§ **Do this**:
Images are excluded; otherwise, output every record exactly.

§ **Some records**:

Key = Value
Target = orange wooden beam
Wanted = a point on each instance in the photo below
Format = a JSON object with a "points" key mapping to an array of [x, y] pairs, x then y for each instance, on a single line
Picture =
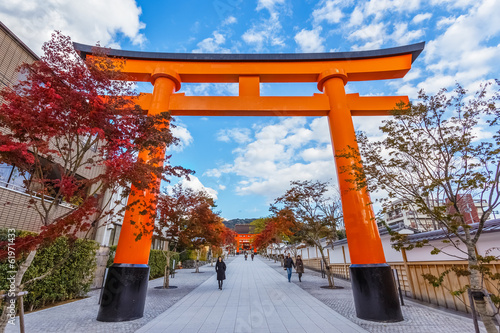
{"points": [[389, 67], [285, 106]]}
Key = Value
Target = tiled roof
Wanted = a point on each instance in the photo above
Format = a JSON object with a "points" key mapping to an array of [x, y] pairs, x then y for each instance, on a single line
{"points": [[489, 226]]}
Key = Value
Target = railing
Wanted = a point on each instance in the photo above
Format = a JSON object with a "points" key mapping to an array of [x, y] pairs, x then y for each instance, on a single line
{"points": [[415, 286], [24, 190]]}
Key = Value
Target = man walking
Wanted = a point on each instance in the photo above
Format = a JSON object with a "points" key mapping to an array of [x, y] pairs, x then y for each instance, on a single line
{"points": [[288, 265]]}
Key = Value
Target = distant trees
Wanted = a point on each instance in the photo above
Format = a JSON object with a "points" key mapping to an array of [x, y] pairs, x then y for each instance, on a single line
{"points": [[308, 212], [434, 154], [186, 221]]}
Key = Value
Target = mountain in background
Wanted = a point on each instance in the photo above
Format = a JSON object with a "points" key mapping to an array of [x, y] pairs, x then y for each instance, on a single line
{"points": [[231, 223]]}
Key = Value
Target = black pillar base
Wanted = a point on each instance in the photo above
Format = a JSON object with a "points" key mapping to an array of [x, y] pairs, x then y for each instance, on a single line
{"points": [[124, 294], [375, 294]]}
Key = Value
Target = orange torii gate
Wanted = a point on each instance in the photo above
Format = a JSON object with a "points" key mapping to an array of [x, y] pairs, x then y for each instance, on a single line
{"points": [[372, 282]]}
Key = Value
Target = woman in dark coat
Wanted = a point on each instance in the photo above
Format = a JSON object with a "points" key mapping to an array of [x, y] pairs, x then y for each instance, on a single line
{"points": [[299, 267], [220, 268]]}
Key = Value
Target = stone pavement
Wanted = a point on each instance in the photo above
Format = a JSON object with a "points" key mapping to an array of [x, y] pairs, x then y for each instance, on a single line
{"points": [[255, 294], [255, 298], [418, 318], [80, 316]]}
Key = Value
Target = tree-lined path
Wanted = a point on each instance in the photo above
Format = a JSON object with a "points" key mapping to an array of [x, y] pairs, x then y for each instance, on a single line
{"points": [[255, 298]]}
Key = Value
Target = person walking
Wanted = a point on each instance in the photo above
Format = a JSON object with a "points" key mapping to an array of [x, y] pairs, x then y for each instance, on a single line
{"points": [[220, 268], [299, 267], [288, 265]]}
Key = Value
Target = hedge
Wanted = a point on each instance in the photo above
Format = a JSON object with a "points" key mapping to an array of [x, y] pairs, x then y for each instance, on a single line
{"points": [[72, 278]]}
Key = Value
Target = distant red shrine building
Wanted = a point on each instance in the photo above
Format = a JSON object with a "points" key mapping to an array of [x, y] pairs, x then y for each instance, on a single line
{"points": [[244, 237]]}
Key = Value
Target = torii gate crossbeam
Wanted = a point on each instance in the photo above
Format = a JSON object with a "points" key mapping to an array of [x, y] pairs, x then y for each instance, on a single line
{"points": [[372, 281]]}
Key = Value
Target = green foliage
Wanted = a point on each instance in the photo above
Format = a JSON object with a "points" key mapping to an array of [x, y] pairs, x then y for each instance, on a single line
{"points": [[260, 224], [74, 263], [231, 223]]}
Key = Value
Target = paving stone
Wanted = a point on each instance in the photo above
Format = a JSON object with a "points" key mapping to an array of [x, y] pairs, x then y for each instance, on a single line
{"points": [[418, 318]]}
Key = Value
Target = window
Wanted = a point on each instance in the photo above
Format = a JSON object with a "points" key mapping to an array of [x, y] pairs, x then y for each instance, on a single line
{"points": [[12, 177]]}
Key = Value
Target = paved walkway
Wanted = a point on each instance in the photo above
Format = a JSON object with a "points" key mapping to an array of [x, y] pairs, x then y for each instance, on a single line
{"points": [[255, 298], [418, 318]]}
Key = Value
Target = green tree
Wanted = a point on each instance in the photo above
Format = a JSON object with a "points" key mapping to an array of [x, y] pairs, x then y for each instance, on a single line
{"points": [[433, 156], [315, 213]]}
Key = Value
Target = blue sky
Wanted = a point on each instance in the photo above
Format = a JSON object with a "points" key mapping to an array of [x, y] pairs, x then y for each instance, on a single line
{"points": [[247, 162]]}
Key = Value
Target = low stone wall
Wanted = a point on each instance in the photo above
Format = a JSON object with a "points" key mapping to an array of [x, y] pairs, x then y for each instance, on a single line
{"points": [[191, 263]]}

§ **Correct answer**:
Key = Value
Target = orange wooden beam
Wanted = a point on each instance in the photo below
Format = a JSON object with a "points" key mapping to an array of [x, y] pairs, x then y for each instance, on a single line
Picture =
{"points": [[389, 67], [285, 106]]}
Key = Value
Target = tiled roof
Wanted = a point on each instance in the photo above
Format = a JSON object with a "points" key mapping to an array of [x, y] pairs, x then y for each instance, on a single line
{"points": [[489, 226]]}
Key = Value
Target = railing
Wanted = a point on each instance in the photo above
Format = a JSON object with a "points" key mapping to an array of [x, y] pairs, x then y for each instance, on a single line
{"points": [[415, 286], [24, 190]]}
Key = Value
Target = man walking
Wanted = a point on each instance in the photo above
Format = a JSON object with a "points" key mapping to an array of [x, y] pairs, x then y for each instance, on a single line
{"points": [[288, 265]]}
Key = Value
Target = distant trees
Wanted = a point on each instance in the photo above
Format = a JSON object with a "points" key mapping to an array of [x, y] pairs, x then y for each instance, on a single line
{"points": [[308, 212], [434, 154], [186, 221]]}
Key = Value
Target = mountain in background
Wanted = a point on each instance in the photo above
Format = a JSON object with a "points" key mapping to an array of [x, y] pairs, x then y for each instance, on a single line
{"points": [[231, 223]]}
Key = Value
Target = black pillar base
Wanted = a point on each instance in the photo above
Format = a JSON object with a "points" key mapping to an array of [x, y] pairs, x then y for each instance, on a single line
{"points": [[124, 294], [375, 294]]}
Key = Value
Target = orange torii gate
Wanted = a point on each instance in the photo above
Format = a JSON object with a "points" key mapping to an array of [x, y] pairs, x then y for each instance, on a single line
{"points": [[372, 282]]}
Key = Value
Target = woman in dark coat
Wanted = a point on each instance in the photo above
Format = a JSON object with a "points" key mapping to an array of [x, y] pairs, x then y for each instance, on a single line
{"points": [[299, 267], [220, 268]]}
Key = Value
Target = stone pavement
Wanted = a point on each instance in the photo above
Format = a JSON object with a "points" key mapping to an array of [x, y] pairs, x then y for each instance, on a single line
{"points": [[255, 294], [255, 298], [418, 318], [80, 316]]}
Key = Value
Target = tree-lined path
Wanted = a point on each instance in the photo above
Format = a JSON object with a "points" key mapping to an array of [x, y] pairs, x then y for each instance, on a single line
{"points": [[255, 298]]}
Key = Value
Target = person walking
Wanted = a point on each instance in the photo above
Format = a JSON object with a "points" key mapping to an array of [x, y] pairs, x then y for each instance, on a single line
{"points": [[220, 268], [299, 267], [288, 265]]}
Key = Value
Target = hedge
Wanted = a point on each instance in the photo above
Format = a JSON object with a "points" key mapping to an array of [x, y] pairs, x then y for each instance, on a single line
{"points": [[72, 278]]}
Key = Value
Target = distant red shrine building
Wanted = a point on each instance in the photo above
Format = a JSON object with a "points" key mapping to an array of [x, y] pairs, x then y for each instance, on a single line
{"points": [[244, 237]]}
Key = Value
Target = torii gate crossbeam
Wanted = a point on each instance in the photo above
Format = a JSON object with a "points" key mapping to an array of [x, y] pairs, x then y for each instance, on a single line
{"points": [[372, 281]]}
Key = Value
Target = green foliage
Wanted = a point on each instance in the photo above
Format = a JSON object with a "points" key mapping to an array of [x, y] pairs, x then y for each instance, on a single line
{"points": [[260, 224], [74, 263], [231, 223]]}
Key = Value
Target = paving stone
Wanted = a point on each instance in the photo above
Format = a JSON object with a "points" key mapping to an array of [x, y] pairs, x then y for each instance, on a single line
{"points": [[418, 318]]}
Key = Value
Target = window
Wanted = a point on each instance in the photo above
Format = a JSON object with a "points" key mapping to an array of [x, y] pairs, x then y for each instance, on a single line
{"points": [[12, 177]]}
Key = Value
Target = paved walkway
Wanted = a point on each instance in the photo above
Format = a JSON object with a "points" key mapping to an array of [x, y] pairs, x then y for each instance, on a single line
{"points": [[255, 298], [418, 318]]}
Key = Value
Target = green tree
Wanted = a point on each instance in the photo above
Format = a JSON object with a "points" key mapping to an array of [x, y] pairs, x then y for each instance, on a single line
{"points": [[433, 156], [315, 213]]}
Key = Value
Target = blue sky
Wanted = a point on each instance in the photo above
Format = a JSON object with a "points" key mapping to an array of [x, y] pairs, x then y for each instance, on a single line
{"points": [[247, 162]]}
Key = Value
Target = low stone wall
Wanted = a point on each instance in the photo above
Format = a JSON object with a "points" key mapping to an array of [x, y] pairs, x then y for each instance, on a single line
{"points": [[191, 263]]}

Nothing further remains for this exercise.